··· Document passage ···
SUPREME COURT OF THE STATE OF NEW YORK
Appellate Division, Fourth Judicial Department
892
CA 11-00571
PRESENT: SCUDDER, P.J., SMITH, CARNI, LINDLEY, AND MARTOCHE, JJ.
UNIFUND CCR PARTNERS, PLAINTIFF-RESPONDENT,
V MEMORANDUM AND ORDER
GERALD YOUNGMAN, DEFENDANT-APPELLANT.
SHEAR LAW FIRM, P.C., BUFFALO (JASON A. SHEAR OF COUNSEL), FOR
DEFENDANT-APPELLANT.
LACY KATZEN LLP, ROCHESTER (JOHN M. WELLS OF COUNSEL), FOR
PLAINTIFF-RESPONDENT.
Appeal from an order of the Supreme Court, Erie County (Donna M.
Siwek, J.), entered June 18, 2010. The order granted the motion of
plaintiff for summary judgment and denied the cross motion of
defendant for summary judgment.
It is hereby ORDERED that the order so appealed from is
unanimously reversed on the law without costs, the motion is denied,
the cross motion is granted and the complaint is dismissed.
Memorandum: Plaintiff, as the alleged assignee of Chase
Manhattan Bank (Chase), commenced this action for breach of contract
and account stated seeking to recover reasonable attorneys’ fees and
the balance owed on a credit card issued to defendant. We conclude
that Supreme Court erred in granting plaintiff’s motion for summary
judgment and instead should have granted defendant’s cross motion for
summary judgment seeking dismissal of the complaint on the ground that
plaintiff lacked standing to sue defendant (see CPLR 3211 [a] [3]).
··· Provided records ···
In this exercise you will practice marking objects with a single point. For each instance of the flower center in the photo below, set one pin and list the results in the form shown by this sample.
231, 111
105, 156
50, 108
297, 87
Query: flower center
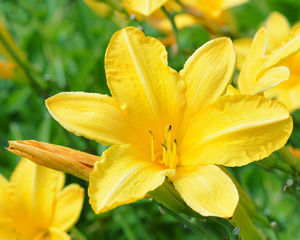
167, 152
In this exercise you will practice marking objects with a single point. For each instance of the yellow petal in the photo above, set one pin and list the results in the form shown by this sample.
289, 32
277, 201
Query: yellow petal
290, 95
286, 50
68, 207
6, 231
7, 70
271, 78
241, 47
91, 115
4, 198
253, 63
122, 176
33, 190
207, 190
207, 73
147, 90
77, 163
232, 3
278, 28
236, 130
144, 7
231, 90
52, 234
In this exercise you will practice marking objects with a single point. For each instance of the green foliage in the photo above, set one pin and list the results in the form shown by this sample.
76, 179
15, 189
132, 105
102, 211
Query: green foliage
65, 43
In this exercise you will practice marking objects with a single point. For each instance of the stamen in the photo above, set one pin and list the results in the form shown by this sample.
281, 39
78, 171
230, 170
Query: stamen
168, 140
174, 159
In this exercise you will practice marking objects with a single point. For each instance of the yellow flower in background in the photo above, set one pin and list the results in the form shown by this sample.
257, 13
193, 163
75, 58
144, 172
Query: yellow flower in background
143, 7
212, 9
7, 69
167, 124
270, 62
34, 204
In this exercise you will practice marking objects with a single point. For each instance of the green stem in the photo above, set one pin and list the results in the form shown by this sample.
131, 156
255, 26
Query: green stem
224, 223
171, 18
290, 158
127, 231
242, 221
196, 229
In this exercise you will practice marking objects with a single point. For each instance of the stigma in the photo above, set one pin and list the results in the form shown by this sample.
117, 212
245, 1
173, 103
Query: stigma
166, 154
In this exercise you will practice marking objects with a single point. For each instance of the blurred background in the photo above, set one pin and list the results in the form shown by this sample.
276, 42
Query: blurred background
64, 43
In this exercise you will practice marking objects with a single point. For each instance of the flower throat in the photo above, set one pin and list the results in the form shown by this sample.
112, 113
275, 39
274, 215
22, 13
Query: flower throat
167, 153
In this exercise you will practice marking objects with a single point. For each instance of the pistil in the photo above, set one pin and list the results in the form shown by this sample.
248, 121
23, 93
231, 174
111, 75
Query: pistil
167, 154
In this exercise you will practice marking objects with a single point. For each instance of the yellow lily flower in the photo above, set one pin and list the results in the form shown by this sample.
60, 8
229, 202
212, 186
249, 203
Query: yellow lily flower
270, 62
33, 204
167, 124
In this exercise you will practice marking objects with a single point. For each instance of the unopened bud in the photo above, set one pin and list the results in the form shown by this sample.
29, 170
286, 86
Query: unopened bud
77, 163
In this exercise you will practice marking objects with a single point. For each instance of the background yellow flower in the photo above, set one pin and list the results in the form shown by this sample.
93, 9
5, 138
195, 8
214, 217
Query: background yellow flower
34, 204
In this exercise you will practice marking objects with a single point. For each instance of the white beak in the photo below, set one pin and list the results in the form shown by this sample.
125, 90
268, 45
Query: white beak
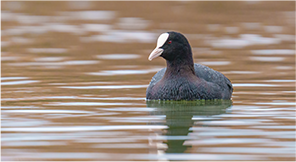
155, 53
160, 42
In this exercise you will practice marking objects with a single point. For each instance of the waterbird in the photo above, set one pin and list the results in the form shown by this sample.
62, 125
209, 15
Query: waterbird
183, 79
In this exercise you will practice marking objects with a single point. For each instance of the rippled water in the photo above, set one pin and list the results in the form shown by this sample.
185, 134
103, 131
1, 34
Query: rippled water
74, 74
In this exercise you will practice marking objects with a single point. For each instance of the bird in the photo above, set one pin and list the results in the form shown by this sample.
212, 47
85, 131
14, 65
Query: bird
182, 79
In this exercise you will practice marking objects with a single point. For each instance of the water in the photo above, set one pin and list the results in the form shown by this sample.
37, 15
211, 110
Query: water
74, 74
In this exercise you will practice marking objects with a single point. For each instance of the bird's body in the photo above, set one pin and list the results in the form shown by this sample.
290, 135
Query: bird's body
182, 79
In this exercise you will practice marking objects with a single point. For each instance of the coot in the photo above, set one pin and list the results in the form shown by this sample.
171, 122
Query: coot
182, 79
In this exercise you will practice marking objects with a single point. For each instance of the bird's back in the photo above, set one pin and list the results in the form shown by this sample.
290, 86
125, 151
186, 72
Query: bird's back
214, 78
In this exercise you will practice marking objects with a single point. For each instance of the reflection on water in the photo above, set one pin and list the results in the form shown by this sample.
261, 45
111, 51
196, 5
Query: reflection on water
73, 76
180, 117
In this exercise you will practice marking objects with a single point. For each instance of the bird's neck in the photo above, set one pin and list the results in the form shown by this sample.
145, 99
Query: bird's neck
···
To-do list -
#1 Transcribe the court decision from "SHEAR LAW FIRM, P.C., BUFFALO" to "County (Donna M.".
#2 Restate word for word the lines of the records from the line with "of the reflection" through the final line of the records.
The court decision has nothing to do with the records.

Answers to the exercise -
#1
SHEAR LAW FIRM, P.C., BUFFALO (JASON A. SHEAR OF COUNSEL), FOR
DEFENDANT-APPELLANT.
LACY KATZEN LLP, ROCHESTER (JOHN M. WELLS OF COUNSEL), FOR
PLAINTIFF-RESPONDENT.
Appeal from an order of the Supreme Court, Erie County (Donna M.

#2
In this exercise you will practice marking objects with a single point. For each instance of the reflection on water in the photo above, set one pin and list the results in the form shown by this sample.
261, 45
111, 51
196, 5
Query: reflection on water
73, 76
180, 117
In this exercise you will practice marking objects with a single point. For each instance of the bird's neck in the photo above, set one pin and list the results in the form shown by this sample.
145, 99
Query: bird's neck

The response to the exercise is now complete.